## Task to complete
Retyping the data exactly is the task. Include every line.

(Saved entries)
============================================================
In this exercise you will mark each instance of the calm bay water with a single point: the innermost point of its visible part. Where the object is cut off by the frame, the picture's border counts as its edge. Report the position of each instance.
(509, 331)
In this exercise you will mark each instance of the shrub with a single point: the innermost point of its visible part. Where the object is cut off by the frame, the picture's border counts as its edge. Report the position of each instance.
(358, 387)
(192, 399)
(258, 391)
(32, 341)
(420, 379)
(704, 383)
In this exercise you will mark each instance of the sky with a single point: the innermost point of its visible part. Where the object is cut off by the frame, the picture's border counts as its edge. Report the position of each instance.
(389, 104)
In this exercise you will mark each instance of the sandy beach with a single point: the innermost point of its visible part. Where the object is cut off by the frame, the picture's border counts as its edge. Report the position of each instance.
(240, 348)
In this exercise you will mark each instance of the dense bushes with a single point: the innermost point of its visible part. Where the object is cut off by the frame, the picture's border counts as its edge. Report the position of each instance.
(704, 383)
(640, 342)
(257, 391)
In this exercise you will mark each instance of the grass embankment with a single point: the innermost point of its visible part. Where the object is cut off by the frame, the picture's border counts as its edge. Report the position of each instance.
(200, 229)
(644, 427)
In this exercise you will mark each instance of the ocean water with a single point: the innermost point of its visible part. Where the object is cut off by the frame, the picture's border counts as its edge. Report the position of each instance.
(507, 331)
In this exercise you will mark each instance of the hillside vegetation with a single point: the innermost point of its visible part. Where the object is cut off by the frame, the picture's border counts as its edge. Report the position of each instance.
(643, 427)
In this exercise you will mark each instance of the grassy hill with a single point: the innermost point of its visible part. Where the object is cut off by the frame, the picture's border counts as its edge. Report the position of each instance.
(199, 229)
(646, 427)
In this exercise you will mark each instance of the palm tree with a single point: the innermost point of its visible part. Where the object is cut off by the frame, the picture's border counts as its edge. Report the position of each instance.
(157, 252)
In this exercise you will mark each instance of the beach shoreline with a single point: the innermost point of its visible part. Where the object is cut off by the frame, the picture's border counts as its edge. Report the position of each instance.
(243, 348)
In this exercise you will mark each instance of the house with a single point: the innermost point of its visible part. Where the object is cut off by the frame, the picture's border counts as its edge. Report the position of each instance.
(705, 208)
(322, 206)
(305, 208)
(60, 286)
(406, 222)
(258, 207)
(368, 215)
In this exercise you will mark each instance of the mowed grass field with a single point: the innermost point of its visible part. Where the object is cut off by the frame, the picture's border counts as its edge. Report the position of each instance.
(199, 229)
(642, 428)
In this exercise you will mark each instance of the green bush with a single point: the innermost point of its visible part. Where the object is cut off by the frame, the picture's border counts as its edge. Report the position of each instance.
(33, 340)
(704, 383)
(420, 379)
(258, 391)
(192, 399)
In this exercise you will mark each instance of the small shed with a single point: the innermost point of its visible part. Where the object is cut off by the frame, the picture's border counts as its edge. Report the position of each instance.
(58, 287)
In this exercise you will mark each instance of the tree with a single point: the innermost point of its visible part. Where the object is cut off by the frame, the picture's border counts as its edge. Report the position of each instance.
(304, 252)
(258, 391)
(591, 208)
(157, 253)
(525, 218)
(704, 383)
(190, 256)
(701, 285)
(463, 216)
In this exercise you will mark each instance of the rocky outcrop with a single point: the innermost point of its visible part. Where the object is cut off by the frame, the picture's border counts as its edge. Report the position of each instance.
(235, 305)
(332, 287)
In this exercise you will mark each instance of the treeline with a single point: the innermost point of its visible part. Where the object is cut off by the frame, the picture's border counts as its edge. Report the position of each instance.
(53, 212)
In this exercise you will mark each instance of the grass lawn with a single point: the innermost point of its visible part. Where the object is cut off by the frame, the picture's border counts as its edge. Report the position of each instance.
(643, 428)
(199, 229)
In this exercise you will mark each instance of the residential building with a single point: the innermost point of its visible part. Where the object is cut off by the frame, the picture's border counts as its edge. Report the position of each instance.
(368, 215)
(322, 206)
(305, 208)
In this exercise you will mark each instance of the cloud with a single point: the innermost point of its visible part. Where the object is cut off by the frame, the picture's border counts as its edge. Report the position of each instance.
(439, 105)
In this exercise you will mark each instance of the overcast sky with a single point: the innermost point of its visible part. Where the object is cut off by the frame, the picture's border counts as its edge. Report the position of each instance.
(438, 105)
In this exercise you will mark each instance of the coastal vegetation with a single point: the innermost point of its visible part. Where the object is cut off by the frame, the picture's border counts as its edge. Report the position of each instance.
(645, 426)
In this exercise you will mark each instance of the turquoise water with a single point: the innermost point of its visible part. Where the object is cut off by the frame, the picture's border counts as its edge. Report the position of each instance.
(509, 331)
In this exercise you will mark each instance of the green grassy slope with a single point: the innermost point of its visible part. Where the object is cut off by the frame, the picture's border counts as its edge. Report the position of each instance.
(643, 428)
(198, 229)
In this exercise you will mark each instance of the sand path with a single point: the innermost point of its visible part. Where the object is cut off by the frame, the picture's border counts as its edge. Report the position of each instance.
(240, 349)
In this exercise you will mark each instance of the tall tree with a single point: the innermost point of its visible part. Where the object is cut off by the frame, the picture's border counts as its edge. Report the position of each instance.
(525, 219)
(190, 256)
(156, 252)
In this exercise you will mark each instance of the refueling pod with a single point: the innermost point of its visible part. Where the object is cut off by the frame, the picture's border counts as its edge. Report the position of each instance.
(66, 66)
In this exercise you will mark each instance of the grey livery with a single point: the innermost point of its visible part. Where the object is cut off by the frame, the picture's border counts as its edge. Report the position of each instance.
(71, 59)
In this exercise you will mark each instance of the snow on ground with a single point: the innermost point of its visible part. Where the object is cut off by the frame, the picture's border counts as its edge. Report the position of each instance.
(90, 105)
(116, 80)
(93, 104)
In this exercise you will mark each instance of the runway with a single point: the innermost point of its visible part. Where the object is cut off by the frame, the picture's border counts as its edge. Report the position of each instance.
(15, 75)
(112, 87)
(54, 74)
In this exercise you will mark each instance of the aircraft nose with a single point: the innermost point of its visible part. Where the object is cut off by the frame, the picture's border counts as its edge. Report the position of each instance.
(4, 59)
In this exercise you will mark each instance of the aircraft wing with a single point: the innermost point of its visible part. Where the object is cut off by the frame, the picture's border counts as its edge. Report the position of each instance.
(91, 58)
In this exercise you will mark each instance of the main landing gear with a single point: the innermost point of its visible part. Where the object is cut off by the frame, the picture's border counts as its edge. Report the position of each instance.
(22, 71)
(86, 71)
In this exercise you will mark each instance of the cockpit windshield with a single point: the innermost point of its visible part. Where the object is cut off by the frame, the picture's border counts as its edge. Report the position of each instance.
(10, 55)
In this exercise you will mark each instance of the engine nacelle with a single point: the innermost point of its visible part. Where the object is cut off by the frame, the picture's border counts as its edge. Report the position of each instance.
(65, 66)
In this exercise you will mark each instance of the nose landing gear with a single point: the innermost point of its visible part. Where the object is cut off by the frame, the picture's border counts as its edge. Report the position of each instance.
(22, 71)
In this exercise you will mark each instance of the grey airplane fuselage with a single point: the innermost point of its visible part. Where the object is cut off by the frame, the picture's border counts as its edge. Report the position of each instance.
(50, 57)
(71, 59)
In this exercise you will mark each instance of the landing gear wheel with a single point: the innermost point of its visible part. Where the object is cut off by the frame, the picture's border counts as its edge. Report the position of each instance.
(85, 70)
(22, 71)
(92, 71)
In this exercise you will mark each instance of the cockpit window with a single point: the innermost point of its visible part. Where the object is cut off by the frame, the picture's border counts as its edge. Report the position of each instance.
============================================================
## Your solution
In this exercise you will mark each instance of the calm bay water with a single point: the innermost point of its visible part. Where the object is cut off by the frame, the picture's border counts as its edge. Report the position of each instance.
(509, 331)
In this exercise you will mark each instance of the shrub with a single point: the innermost point of its visible part. Where the object is cut off by the frame, the picture's border counts as its edge. Report the position of each instance.
(358, 387)
(192, 399)
(258, 391)
(32, 341)
(420, 379)
(704, 383)
In this exercise you will mark each instance of the sky with a single point: the innermost point of its visible part. Where the object is cut off by the frame, the picture's border counts as its edge. Report the position of each instance.
(389, 104)
In this exercise you will mark each instance of the sandy beach with a single point: the innermost point of its visible part. Where the object is cut off by the frame, the picture's border counts as its edge. Report the position of each instance.
(240, 348)
In this exercise you will mark each instance of the dense bushes with a single point: the innermost point of its visible part. Where the object is cut off by the frame, the picture's border counts as its edge. Report the position of each instance.
(704, 383)
(640, 342)
(257, 391)
In this exercise you will mark each instance of the grass embankment with a single point: the innermost point of its visible part. Where the object is cut off by the frame, the picture's border counts as its edge. Report the position of each instance.
(200, 229)
(644, 427)
In this exercise you will mark each instance of the ocean water with a single point: the innermost point of its visible part. Where the object is cut off by the frame, the picture's border counts as its edge. Report the position of each instance.
(507, 331)
In this exercise you will mark each instance of the hillside vegetation with a single point: the innermost point of its visible part. Where the object is cut off by the frame, the picture's border counts as its edge. Report the position of each instance.
(643, 427)
In this exercise you will mark each instance of the grassy hill with a single point: the innermost point of its visible part. Where the object is cut off by the frame, the picture's border counts as its edge. Report the position of each instance.
(199, 229)
(646, 427)
In this exercise you will mark each instance of the palm tree with a single point: the innermost point of its visible part. Where the object is cut off by the frame, the picture's border counts as its edge. Report the position of each instance.
(157, 252)
In this exercise you will mark each instance of the beach shoreline with a single point: the innermost point of its visible part. Where the object is cut off by the frame, the picture's border counts as its edge. Report the position of each instance.
(243, 348)
In this exercise you will mark each instance of the house with a single point: the innermost point of its visible part. Where the object is cut off by the frame, the picture's border counts as its edge. Report the position of each instance.
(705, 208)
(322, 206)
(305, 208)
(60, 286)
(406, 222)
(258, 207)
(368, 215)
In this exercise you will mark each instance of the mowed grass field with a single point: the innermost point of its visible part. Where the object is cut off by the frame, the picture's border counts as its edge. Report the position of each instance.
(199, 229)
(642, 428)
In this exercise you will mark each instance of the green bush with a single point: the innermost point of its visible part. Where the object is cut off by the frame, the picture's border counts as its edge. Report the position of each instance.
(33, 340)
(704, 383)
(420, 379)
(258, 391)
(192, 399)
In this exercise you will mark each instance of the small shed with a single point: the innermost point of its visible part. Where the object is cut off by the frame, the picture's border counts as its edge. Report the position of each instance.
(58, 287)
In this exercise you will mark each instance of the tree with a single point: the innermost point of its visible part. Where the object is cut off by the frame, the picture's border counts as its edge. Report the position of each instance.
(304, 252)
(258, 391)
(591, 208)
(157, 253)
(525, 218)
(704, 383)
(190, 256)
(701, 285)
(463, 216)
In this exercise you will mark each instance of the rocky outcrop with a single point: the innermost point of its visible part. Where the object is cut off by the frame, the picture's border counts as its edge. Report the position of each instance.
(235, 305)
(332, 287)
In this exercise you will mark each instance of the treeline with a single point: the innermost point of its visible part. Where the object is cut off by the frame, the picture's border counts as its edge. Report the position of each instance.
(53, 212)
In this exercise you will mark each instance of the grass lawn with a single point: the innermost point of its visible part. Where the object is cut off by the frame, the picture's border counts as its edge. Report the position of each instance.
(643, 428)
(199, 229)
In this exercise you will mark each instance of the residential building with a single point: the innermost point of its visible part. Where the object is cut off by the frame, the picture's border counts as its edge. Report the position of each instance.
(368, 215)
(322, 206)
(305, 208)
In this exercise you will mark each instance of the cloud with a single point: the innermost point of its visible part. Where the object is cut off by the frame, the picture's border counts as its edge. Report the position of each instance.
(439, 105)
In this exercise you will mark each instance of the overcast sky with a single point: the innermost point of its visible part. Where the object is cut off by the frame, the picture's border counts as its edge. Report the position of each instance.
(438, 105)
In this exercise you will mark each instance of the coastal vegetation with a single point: the innermost point of its visible part. Where the object is cut off by the frame, the picture's border counts as its edge. Report the position of each instance.
(645, 426)
In this exercise you will mark each instance of the turquoise water with a single point: the innermost point of its visible part. Where the object is cut off by the frame, the picture's border counts as its edge. Report the position of each instance.
(509, 331)
In this exercise you will mark each instance of the green grassy slope with a single point: the innermost point of its visible part. Where the object is cut off by the frame, the picture's border counts as its edge. Report the position of each instance.
(643, 428)
(198, 229)
In this exercise you will mark each instance of the sand path with a single point: the innermost point of its visible part. Where the object is cut off by the frame, the picture's border counts as its edge. Report the position of each instance.
(240, 349)
In this exercise you will mark each instance of the tall tree with a single point: the innermost point of its visible part. Where the object is cut off by the frame, the picture's border counts as its edge. Report the position of each instance.
(525, 219)
(190, 256)
(156, 252)
In this exercise you will mark each instance of the refueling pod with a single point: the innermost point of its visible part. Where the object is cut off by the frame, the picture's border counts as its edge. Report the position of each instance.
(66, 66)
In this exercise you will mark each instance of the grey livery with a single point: the innermost point of its visible part. Where the object is cut off by the frame, the picture's border counts as its edge. Report the position of each instance.
(71, 59)
In this exercise you will mark each instance of the snow on ground with a single point: the innermost point of its visible part. Where the object is cut off by the frame, the picture's border counts as its edge. Report the position of each instance.
(90, 105)
(116, 80)
(93, 104)
In this exercise you will mark each instance of the runway with a single point: the innermost point of its visible part. Where the object is cut off by the frame, the picture's border counts as its edge. Report the position of each instance.
(15, 75)
(112, 87)
(54, 74)
In this exercise you will mark each instance of the aircraft nose with a single point: the innermost point of its visible part. Where the object is cut off by the frame, the picture's border counts as its edge. Report the position of each instance.
(4, 59)
In this exercise you will mark each instance of the aircraft wing with a single point: the innermost point of its visible part. Where the object is cut off by the frame, the picture's border counts as its edge. Report the position of each instance.
(91, 58)
In this exercise you will mark each instance of the main landing gear with a single point: the innermost point of its visible part. Where the object is cut off by the frame, the picture's border counts as its edge. Report the position of each instance.
(22, 71)
(86, 71)
In this exercise you will mark each instance of the cockpit windshield with a single point: the innermost point of its visible part. Where the object is cut off by the frame, the picture's border counts as its edge. Report the position of each instance.
(10, 55)
In this exercise you will mark each instance of the engine nacelle with a single point: the innermost point of its visible part. Where the object is cut off by the frame, the picture's border counts as its edge. Report the position of each instance.
(65, 66)
In this exercise you will mark each instance of the nose landing gear with a single point: the innermost point of its visible part. Where the object is cut off by the frame, the picture's border counts as its edge. Report the position of each instance.
(22, 71)
In this exercise you will mark each instance of the grey airplane fuselage with a single point: the innermost point of its visible part. Where the object is cut off by the frame, the picture's border counts as its edge. Report the position of each instance.
(50, 57)
(71, 59)
In this exercise you will mark each instance of the landing gear wheel with a single point: the innermost point of its visible part. Where the object is cut off by the frame, the picture's border counts as its edge. Report the position of each instance.
(85, 70)
(22, 71)
(92, 71)
In this exercise you will mark each instance of the cockpit window with a single point: the innermost point of its visible part. Where the object is cut off by the frame, the picture's border counts as its edge. Report the position of each instance.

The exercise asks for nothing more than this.